Natural-language object grounding data:
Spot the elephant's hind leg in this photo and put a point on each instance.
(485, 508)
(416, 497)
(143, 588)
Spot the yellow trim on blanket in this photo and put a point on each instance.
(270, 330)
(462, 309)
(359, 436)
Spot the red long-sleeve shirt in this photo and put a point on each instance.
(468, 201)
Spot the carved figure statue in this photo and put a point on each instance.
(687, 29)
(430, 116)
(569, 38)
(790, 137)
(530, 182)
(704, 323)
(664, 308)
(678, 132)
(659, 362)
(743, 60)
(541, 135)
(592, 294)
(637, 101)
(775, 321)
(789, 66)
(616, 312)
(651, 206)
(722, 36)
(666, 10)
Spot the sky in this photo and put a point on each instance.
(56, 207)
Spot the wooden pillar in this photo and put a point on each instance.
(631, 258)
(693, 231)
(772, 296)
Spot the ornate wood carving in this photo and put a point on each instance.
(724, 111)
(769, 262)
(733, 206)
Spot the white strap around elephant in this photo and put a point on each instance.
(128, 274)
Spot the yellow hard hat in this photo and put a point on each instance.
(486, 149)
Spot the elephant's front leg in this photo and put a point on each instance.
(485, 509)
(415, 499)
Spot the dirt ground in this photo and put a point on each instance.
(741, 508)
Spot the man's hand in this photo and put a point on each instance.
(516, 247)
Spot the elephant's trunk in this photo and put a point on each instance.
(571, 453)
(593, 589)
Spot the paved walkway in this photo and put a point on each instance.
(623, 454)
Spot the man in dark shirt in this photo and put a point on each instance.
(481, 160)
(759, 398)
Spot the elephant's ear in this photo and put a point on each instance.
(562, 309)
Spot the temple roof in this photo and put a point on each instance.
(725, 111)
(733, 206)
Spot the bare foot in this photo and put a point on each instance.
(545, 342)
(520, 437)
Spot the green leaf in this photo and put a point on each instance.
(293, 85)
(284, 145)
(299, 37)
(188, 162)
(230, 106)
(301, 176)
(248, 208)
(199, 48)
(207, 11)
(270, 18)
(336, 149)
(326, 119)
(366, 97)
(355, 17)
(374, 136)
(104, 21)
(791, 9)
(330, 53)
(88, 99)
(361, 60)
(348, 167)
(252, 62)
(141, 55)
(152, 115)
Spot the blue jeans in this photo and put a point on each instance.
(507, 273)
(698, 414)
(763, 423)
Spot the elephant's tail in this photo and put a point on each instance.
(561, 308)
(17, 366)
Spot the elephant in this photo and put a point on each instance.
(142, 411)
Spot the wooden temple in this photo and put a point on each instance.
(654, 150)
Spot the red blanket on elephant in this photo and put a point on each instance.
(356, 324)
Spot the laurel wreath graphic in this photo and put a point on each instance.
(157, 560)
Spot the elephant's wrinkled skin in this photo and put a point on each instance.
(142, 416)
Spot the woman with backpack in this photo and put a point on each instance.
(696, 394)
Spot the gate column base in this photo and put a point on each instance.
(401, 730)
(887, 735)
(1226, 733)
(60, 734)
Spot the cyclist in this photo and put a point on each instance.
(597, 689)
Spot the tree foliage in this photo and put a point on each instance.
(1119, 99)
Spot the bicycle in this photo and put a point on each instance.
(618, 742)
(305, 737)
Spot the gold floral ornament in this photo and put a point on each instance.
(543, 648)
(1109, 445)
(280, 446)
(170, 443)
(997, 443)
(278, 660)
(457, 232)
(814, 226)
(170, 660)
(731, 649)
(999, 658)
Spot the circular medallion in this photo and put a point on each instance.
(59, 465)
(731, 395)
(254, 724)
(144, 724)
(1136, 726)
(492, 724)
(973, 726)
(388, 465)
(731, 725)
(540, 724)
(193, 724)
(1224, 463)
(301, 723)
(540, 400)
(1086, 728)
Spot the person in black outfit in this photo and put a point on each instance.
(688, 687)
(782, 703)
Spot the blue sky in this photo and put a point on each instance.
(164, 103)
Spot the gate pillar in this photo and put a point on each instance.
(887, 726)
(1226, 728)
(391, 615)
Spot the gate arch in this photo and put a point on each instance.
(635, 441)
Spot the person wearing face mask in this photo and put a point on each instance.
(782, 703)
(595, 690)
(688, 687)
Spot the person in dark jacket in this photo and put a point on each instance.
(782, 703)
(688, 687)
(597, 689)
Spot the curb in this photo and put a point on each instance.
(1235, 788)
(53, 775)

Problem to work on> Return all entries exactly.

Your response>
Spot the elephant's hind leg in this photo and put a point on each instance.
(485, 508)
(416, 497)
(143, 588)
Spot the yellow trim on blanket in this photo and put a point on each instance.
(270, 330)
(462, 309)
(359, 436)
Spot the red long-sleeve shirt in this photo and put a point on each instance.
(468, 201)
Spot the carved figure statue in this photo and put a point on each instance.
(687, 29)
(430, 116)
(569, 38)
(790, 137)
(530, 182)
(704, 323)
(664, 308)
(678, 132)
(659, 362)
(743, 60)
(541, 135)
(592, 294)
(637, 101)
(775, 321)
(789, 66)
(616, 312)
(651, 206)
(722, 36)
(666, 10)
Spot the sky in this photo and put a point on each instance.
(56, 207)
Spot the wooden pillar in this photo and put a point on each instance.
(631, 258)
(693, 231)
(772, 296)
Spot the ornate wood carving in this photo and put a point on each instance.
(724, 111)
(769, 262)
(733, 206)
Spot the white strap around elephant in this photo and put a point on each instance.
(128, 274)
Spot the yellow hard hat in this photo and put a point on each instance.
(486, 149)
Spot the elephant's front leg in this photo and put a point on each instance.
(485, 509)
(415, 499)
Spot the dirt ground in this photo and put a point on each instance.
(741, 508)
Spot the man's hand in this photo and put a point on each instance.
(516, 247)
Spot the elephant's trunk in this photo and put a point on each instance.
(571, 453)
(593, 589)
Spot the paved walkway in this photo and put a point on each instance.
(623, 454)
Spot the man in dark shirt in this photo and put a point on each instance.
(481, 160)
(759, 398)
Spot the elephant's ear in this photo and put a point on each instance.
(562, 309)
Spot the temple roof in this photo and put a point on each instance.
(725, 111)
(733, 206)
Spot the bare foot in this photo and put a point on each instance.
(545, 342)
(520, 437)
Spot the green leaf in this photo and put a point on each instance.
(293, 85)
(284, 145)
(299, 37)
(188, 162)
(230, 106)
(301, 176)
(248, 208)
(199, 48)
(207, 11)
(270, 18)
(336, 149)
(326, 119)
(366, 97)
(355, 17)
(374, 136)
(104, 21)
(791, 9)
(330, 53)
(88, 99)
(361, 60)
(348, 167)
(252, 62)
(141, 55)
(152, 115)
Spot the blue jeans in this photo and put a point on each instance.
(507, 273)
(698, 414)
(763, 423)
Spot the elephant's tail in this photo and put a point on each instance.
(561, 308)
(17, 366)
Spot the elephant in this photo and put a point on each instance.
(142, 411)
Spot the wooden temple in this photo and put a point on each instance.
(654, 150)
Spot the red blanket on elephant in this photo and put a point on each instance.
(356, 324)
Spot the laurel wreath graphic in this photo and put a point on each instance.
(157, 560)
Spot the elephant's wrinkled skin in this photo and put a point on each instance.
(142, 416)
Spot the woman with backpack in this photo and put a point on each instance.
(696, 394)
Spot the gate column base in this photo and put a point on each instance.
(401, 730)
(887, 735)
(1226, 733)
(60, 734)
Spot the cyclist in this photo and put a point on each instance.
(597, 689)
Spot the tree foliage in this photo and put a point on each instance.
(1119, 99)
Spot the bicycle in this photo and put a point on each instance.
(618, 742)
(305, 737)
Spot the gold floral ornament in this photo and put a point on each instance.
(543, 648)
(1109, 445)
(280, 446)
(170, 443)
(997, 443)
(278, 660)
(457, 232)
(814, 226)
(170, 660)
(731, 649)
(999, 658)
Spot the circular medallion in this photo and put a point on each instance.
(59, 465)
(731, 395)
(254, 724)
(144, 724)
(1136, 726)
(492, 724)
(973, 726)
(388, 465)
(731, 725)
(540, 724)
(193, 724)
(1224, 463)
(301, 723)
(540, 400)
(1086, 728)
Spot the person in black outfit in this photo and put a point on each instance.
(688, 687)
(782, 703)
Spot the blue sky in this photo and put a point on each instance.
(164, 103)
Spot the gate pillar in this photo and put a point on each instance.
(887, 726)
(1226, 728)
(391, 615)
Spot the gate arch in this photo and put a point on each instance.
(635, 441)
Spot the person wearing face mask in this photo and put a point on each instance.
(782, 703)
(595, 690)
(688, 687)
Spot the person in dark jacket in this photo and put a point on each instance.
(782, 703)
(688, 687)
(597, 689)
Spot the curb in this photo and put a point on each instance.
(1235, 788)
(53, 775)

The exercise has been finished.